* **What the task asks**:
Count how many lines of the data below contain the string "green", treating uppercase and lowercase as different, and reply with the number alone.

** Begin Records for this exercise **

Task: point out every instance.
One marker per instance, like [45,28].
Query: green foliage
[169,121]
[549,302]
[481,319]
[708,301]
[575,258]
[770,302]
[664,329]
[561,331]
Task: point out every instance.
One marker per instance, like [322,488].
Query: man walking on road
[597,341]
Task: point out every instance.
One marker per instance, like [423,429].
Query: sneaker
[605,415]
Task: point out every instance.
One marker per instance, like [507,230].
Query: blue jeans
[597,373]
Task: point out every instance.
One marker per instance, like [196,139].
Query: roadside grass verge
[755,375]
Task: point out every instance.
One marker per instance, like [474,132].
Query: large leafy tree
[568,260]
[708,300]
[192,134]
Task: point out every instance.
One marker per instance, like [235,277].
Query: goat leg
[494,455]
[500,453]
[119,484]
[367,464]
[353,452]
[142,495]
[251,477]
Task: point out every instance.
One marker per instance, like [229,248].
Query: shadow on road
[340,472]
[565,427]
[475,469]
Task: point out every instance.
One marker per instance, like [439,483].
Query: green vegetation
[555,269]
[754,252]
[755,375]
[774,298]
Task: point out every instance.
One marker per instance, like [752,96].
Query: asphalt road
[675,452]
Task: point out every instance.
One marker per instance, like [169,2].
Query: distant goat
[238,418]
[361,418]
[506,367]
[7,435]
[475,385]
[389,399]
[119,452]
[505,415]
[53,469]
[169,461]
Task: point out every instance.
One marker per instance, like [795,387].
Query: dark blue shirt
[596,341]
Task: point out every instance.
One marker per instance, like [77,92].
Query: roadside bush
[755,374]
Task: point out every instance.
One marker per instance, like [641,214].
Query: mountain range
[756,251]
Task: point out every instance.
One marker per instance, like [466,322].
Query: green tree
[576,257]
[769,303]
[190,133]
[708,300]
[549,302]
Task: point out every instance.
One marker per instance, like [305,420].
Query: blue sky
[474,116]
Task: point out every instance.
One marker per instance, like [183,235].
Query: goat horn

** End Records for this exercise **

* **Result for this task**:
3